• _EXERCISE_
Write out the lines below word for word.

--- EXCERPTED RECORDS ---

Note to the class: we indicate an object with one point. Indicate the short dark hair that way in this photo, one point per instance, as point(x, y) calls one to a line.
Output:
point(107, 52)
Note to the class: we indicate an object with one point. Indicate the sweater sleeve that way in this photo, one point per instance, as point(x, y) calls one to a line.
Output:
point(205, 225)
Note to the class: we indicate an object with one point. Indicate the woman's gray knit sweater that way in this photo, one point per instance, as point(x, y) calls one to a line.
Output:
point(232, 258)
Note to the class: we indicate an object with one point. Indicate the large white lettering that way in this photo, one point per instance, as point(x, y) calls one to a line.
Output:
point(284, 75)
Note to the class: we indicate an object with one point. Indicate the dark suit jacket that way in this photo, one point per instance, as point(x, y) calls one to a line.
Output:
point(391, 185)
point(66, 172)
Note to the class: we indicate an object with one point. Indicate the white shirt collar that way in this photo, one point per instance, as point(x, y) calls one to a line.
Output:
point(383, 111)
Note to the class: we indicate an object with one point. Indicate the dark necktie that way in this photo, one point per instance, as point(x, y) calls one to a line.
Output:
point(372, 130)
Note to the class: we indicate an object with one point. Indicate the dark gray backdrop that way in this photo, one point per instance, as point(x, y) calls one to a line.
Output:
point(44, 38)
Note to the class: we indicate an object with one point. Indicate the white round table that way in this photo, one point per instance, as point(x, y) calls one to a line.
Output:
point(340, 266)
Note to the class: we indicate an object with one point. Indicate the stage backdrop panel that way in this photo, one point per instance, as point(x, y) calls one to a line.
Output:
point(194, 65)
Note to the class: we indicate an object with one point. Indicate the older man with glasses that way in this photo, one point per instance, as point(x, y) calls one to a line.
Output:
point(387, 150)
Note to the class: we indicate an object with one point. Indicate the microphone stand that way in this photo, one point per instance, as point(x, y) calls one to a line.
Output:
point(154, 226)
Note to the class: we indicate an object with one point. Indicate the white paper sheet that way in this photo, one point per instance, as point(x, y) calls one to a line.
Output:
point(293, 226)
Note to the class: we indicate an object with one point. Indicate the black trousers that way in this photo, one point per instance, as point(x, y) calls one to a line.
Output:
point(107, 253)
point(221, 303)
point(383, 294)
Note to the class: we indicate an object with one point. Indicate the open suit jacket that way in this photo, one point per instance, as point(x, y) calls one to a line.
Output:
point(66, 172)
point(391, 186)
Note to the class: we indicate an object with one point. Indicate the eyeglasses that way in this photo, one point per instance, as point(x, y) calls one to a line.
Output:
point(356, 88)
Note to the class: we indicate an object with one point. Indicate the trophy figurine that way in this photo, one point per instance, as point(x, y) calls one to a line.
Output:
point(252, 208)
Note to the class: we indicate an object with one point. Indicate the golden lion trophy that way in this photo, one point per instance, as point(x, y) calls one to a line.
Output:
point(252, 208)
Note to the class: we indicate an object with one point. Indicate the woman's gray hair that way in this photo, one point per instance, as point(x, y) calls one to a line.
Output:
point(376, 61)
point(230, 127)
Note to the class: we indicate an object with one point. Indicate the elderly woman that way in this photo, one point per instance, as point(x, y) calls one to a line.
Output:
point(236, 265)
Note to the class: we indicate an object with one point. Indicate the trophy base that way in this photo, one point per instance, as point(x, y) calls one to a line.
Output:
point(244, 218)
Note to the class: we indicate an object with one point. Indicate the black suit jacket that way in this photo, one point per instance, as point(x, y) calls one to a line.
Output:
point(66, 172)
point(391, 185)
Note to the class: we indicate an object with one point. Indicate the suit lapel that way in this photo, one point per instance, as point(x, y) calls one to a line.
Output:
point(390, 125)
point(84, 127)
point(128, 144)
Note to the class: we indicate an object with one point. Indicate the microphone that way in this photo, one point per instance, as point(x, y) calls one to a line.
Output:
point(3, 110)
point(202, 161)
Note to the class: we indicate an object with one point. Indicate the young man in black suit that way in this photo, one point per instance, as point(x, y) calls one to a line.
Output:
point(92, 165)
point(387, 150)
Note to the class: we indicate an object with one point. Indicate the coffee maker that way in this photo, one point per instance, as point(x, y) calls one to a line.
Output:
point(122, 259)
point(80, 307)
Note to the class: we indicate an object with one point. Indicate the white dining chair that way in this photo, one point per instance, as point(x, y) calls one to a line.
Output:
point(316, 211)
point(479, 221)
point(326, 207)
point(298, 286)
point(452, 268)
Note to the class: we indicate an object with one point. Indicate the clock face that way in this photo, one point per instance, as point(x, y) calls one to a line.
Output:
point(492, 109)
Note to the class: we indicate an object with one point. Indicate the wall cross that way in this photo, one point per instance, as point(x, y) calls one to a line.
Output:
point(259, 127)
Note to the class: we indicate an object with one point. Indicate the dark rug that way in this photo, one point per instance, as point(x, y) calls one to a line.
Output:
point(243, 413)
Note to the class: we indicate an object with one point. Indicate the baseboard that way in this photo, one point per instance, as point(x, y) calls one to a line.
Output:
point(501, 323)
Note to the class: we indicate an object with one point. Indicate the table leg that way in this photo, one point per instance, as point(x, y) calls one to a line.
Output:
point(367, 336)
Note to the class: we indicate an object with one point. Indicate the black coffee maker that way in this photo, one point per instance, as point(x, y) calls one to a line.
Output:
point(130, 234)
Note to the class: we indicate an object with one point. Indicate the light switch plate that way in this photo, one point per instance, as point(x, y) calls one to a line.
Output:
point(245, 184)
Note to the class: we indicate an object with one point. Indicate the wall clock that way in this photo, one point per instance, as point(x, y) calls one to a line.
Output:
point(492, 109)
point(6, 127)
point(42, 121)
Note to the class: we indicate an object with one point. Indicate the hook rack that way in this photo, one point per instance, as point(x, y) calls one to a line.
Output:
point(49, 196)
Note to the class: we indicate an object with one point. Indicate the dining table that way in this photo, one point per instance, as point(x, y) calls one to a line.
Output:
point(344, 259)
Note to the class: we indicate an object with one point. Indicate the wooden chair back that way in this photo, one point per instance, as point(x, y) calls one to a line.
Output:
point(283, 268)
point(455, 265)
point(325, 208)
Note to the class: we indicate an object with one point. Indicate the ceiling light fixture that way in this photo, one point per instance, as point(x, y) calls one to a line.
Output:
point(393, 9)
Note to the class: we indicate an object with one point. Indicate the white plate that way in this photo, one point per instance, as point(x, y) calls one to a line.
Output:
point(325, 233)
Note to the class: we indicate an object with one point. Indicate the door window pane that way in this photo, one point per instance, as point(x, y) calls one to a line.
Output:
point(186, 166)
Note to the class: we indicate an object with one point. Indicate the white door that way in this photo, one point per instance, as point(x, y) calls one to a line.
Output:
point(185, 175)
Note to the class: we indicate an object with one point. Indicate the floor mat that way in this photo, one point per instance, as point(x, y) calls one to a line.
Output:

---

• _COMPLETE ANSWER_
Note to the class: we indicate an object with one point. Indicate the short dark hair that way in this photo, one point per instance, as point(x, y) calls one to a line.
Output:
point(107, 52)
Note to the class: we indicate an object with one point. Indicate the sweater sleeve that way in this photo, one point per instance, as point(x, y) calls one to a line.
Output:
point(205, 225)
Note to the class: we indicate an object with one point. Indicate the woman's gray knit sweater that way in this photo, one point per instance, as point(x, y) calls one to a line.
Output:
point(232, 258)
Note to the class: we indicate an object with one point. Indicate the large white lettering that way in this photo, one point per instance, as point(x, y) calls one to a line.
Output:
point(284, 75)
Note to the class: we indicate an object with one point. Indicate the dark suit jacket that way in this photo, one point per instance, as point(x, y) calls one to a line.
Output:
point(391, 185)
point(66, 172)
Note to the class: we indicate an object with one point. Indicate the white shirt collar that way in this photo, one point per instance, as point(x, y) calls one to a line.
Output:
point(383, 111)
Note to the class: we indicate an object with one point. Indicate the dark necktie that way in this photo, one point per instance, as point(x, y) calls one to a line.
Output:
point(372, 130)
Note to the class: we indicate an object with one point. Indicate the dark gray backdrop that way in this photo, one point per instance, as point(x, y) calls one to a line.
Output:
point(44, 38)
Note to the class: we indicate an object with one point. Indicate the white round table that way in this photo, one point per instance, as point(x, y) calls one to a line.
Output:
point(340, 266)
Note to the class: we indicate an object with one point. Indicate the stage backdrop panel that way in this photo, one point per instance, as point(x, y) calls one to a line.
Output:
point(194, 65)
Note to the class: we indicate an object with one point. Indicate the older man with glasses that way in this photo, one point per instance, as point(x, y) calls one to a line.
Output:
point(387, 150)
Note to the class: we indicate an object with one point. Indicate the microphone stand that way in this photo, one point per instance, as point(x, y) calls one to a line.
Output:
point(154, 226)
Note to the class: we indicate an object with one point. Indicate the white paper sheet that way in this photo, one point per instance, as point(x, y) calls one to a line.
Output:
point(293, 226)
Note to the class: we indicate an object with one point. Indicate the black trousers that way in this photo, one point per instance, as point(x, y) calls one to a line.
Output:
point(107, 253)
point(221, 303)
point(383, 294)
Note to the class: we indicate an object with one point. Indicate the open suit jacket that way in this photo, one point per instance, as point(x, y) calls one to a line.
Output:
point(66, 172)
point(391, 186)
Note to the class: we indicate an object with one point. Indicate the eyeglasses that way in this photo, one point per instance, as point(x, y) calls one to a line.
Output:
point(356, 88)
Note to the class: we indicate an object with one point. Indicate the trophy figurine that way in this photo, one point per instance, as point(x, y) calls one to a line.
Output:
point(252, 208)
Note to the class: we indicate an object with one point. Indicate the golden lion trophy that way in this photo, one point per instance, as point(x, y) calls one to a line.
Output:
point(252, 208)
Note to the class: we indicate an object with one point. Indicate the woman's gray hair that way in this photo, one point per instance, as point(x, y) calls one to a line.
Output:
point(376, 61)
point(230, 127)
Note to the class: we indicate an object with one point. Indicate the elderly woman that way in this photo, one point per instance, as point(x, y) calls one to a line.
Output:
point(236, 265)
Note to the class: we indicate an object with one point. Indicate the trophy base that way in this photo, one point per instance, as point(x, y) calls one to a line.
Output:
point(244, 218)
Note to the class: we indicate an object with one point. Indicate the black suit jacket that way in this photo, one point per instance, as point(x, y) calls one to a line.
Output:
point(66, 172)
point(391, 185)
Note to the class: we indicate an object with one point. Indicate the suit lapel that way in this photo, one point per instance, as point(x, y) calls one to a line.
Output:
point(390, 125)
point(84, 127)
point(128, 144)
Note to the class: we indicate an object with one point. Indicate the microphone that way in this photo, one point per instance, as point(x, y) calls one to a line.
Output:
point(3, 110)
point(202, 161)
Note to the class: we indicate an object with one point. Indicate the young man in black suit that way in this photo, one point per instance, as point(x, y) calls one to a line.
Output:
point(92, 165)
point(387, 150)
Note to the class: we indicate an object with one point. Indicate the coffee maker that way in this photo, one point per instance, as point(x, y) calls one to a line.
Output:
point(122, 259)
point(80, 307)
Note to the class: we indicate an object with one point. Indicate the white dining chair that way in this photo, one point per instance, as point(x, y) calls one to a line.
Output:
point(316, 211)
point(479, 221)
point(326, 207)
point(298, 286)
point(452, 268)
Note to the class: we indicate an object with one point. Indicate the clock face that way in this photo, one point per instance, as point(x, y) calls one to a line.
Output:
point(492, 109)
Note to the class: we indicate an object with one point. Indicate the wall cross that way in this photo, one point per instance, as point(x, y) calls one to a line.
Output:
point(259, 127)
Note to the class: we indicate an object with one point. Indicate the dark rug that way in this photo, one point per instance, as point(x, y) calls one to a line.
Output:
point(243, 413)
Note to the class: we indicate an object with one point. Indicate the baseboard that way in this photo, one point per instance, as point(x, y) calls one to a line.
Output:
point(501, 323)
Note to the class: we indicate an object with one point. Indicate the table leg that way in this photo, one point per instance, as point(x, y) calls one to a line.
Output:
point(367, 336)
Note to the class: we indicate an object with one point. Indicate the black coffee maker that way in this photo, one point per instance, as point(x, y) calls one to a line.
Output:
point(130, 234)
Note to the class: we indicate an object with one point. Indicate the light switch plate that way in this photo, one point per instance, as point(x, y) calls one to a line.
Output:
point(245, 184)
Note to the class: we indicate an object with one point. Indicate the wall clock that way in this photo, one point per instance, as point(x, y) calls one to a line.
Output:
point(492, 109)
point(6, 127)
point(42, 121)
Note to the class: we indicate an object with one point. Indicate the hook rack that way in this photo, one point per instance, as point(x, y) calls one to a line.
Output:
point(49, 196)
Note to the class: we indicate an object with one point. Indicate the dining table that way in this photo, one point per instance, as point(x, y) calls one to a line.
Output:
point(344, 259)
Note to the class: we indicate an object with one point. Indicate the wooden chair back that way in this photo, one point per instance, as point(x, y) calls one to a line.
Output:
point(283, 268)
point(455, 265)
point(325, 208)
Note to the class: we indicate an object with one point. Indicate the ceiling light fixture that way in this photo, one point per instance, as point(x, y) calls one to a line.
Output:
point(393, 9)
Note to the class: we indicate an object with one point. Indicate the white plate that way in this photo, one point per instance, as point(x, y) calls one to a line.
Output:
point(325, 233)
Note to the class: we indicate an object with one point. Indicate the door window pane that way in this photo, one point per instance, as point(x, y) calls one to a line.
Output:
point(186, 166)
Note to the class: we indicate an object with one point. Indicate the white door that way in this photo, one point per instance, as point(x, y) calls one to a line.
Output:
point(185, 175)
Note to the class: we indicate an object with one point. Indicate the floor mat that way in this photo, one point per instance, as point(x, y) calls one to a line.
Output:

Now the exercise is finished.